Problems to work on:
• A. According to the forum post below, how long has the writer worked as a Linux admin and developer?
• B. List each distinct amount of ADA that the forum post below mentions.

Document extract:
• • •

Is it worth it to start with a minimum 500?

Hello all!
I’m a 20+ year linux admin and developer. Not at all unfamiliar with crypto, but new to the vast world of crypto/PoS, and I also just started small time mining. Just been watching on sidelines for years until recently. I’m quickly realizing mining is not the best way for long term, but I like it, I’m a tech and I can do it in my garage on my own. I definitely want to work towards running my own staking pool here, I’m just not sure its worth it with a minimum stake of 500 ADA. I have many questions, but here’s a start.

The calculators I see don’t work if you put in 500. I need some minimum numbers so it makes sense to start a pool and build from there. The problem is, I’d run a google cloud server, and running this with 8G of ram is not going to be cheap. I don’t mind running on my own a few months, but it would need delegators (the money people) from what I understand. I’m not a marketing person. I run dev on web sites all the time, so that’s no issue, but being a social person and marketing my pool, that’s not me.

So I need help understanding rewards, just some low end ball park numbers here. Say I put in my 500 ADA. Then I manage to get a few delegators with say 500,000 ADA ea.

Each 5 days (about) I get a 340 ADA fee ? OR is that per year? (no way does that cover costs!)

But then there’s a block rewards with that 2x 500,000 ADA (plus my 500), which pays about 5% a year rate? Or 5% that block/epoch. (I realize that’s IF the pool wins lottery to do the work, so the pool may sit there for weeks with nothing)

• • •

Records provided:
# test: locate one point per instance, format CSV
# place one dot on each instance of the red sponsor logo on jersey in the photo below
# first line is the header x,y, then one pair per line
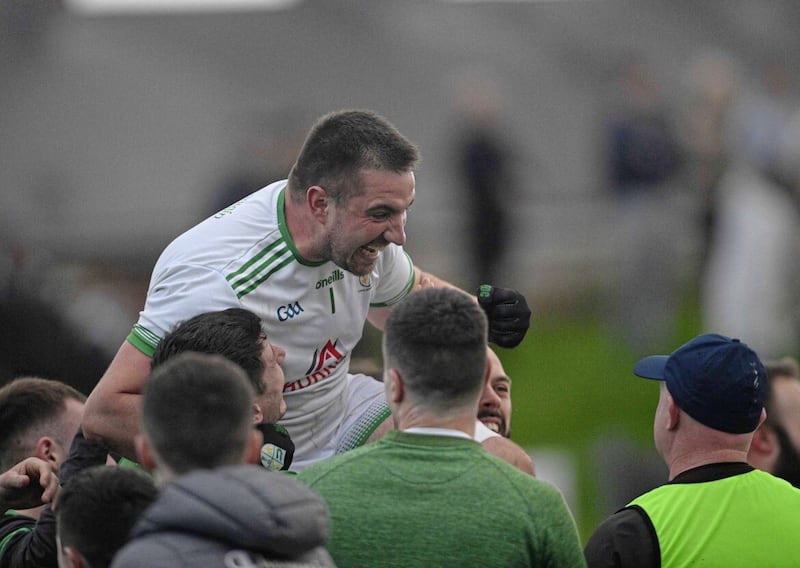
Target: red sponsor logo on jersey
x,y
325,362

• • •

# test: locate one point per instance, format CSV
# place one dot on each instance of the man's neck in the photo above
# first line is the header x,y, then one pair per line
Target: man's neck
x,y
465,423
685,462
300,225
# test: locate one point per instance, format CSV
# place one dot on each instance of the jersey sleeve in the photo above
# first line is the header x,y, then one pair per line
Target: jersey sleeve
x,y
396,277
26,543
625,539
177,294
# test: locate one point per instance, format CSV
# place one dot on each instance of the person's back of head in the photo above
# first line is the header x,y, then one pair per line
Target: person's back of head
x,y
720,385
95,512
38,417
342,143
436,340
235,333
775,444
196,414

• • •

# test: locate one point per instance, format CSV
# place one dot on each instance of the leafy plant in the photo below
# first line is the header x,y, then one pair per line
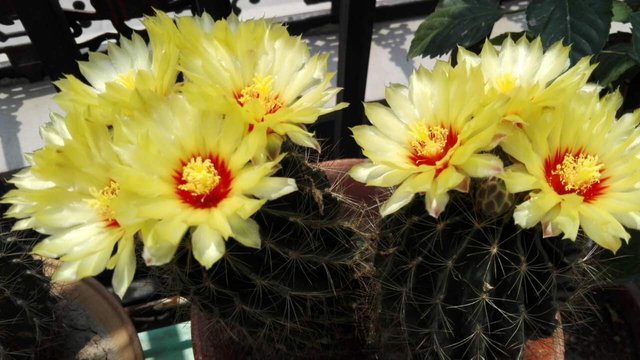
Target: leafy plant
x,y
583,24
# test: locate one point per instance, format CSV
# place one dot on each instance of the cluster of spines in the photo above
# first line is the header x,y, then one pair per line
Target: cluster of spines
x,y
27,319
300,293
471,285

• • •

Full answers:
• A. More than 20 years.

• B.
- 500 ADA
- 500,000 ADA
- 340 ADA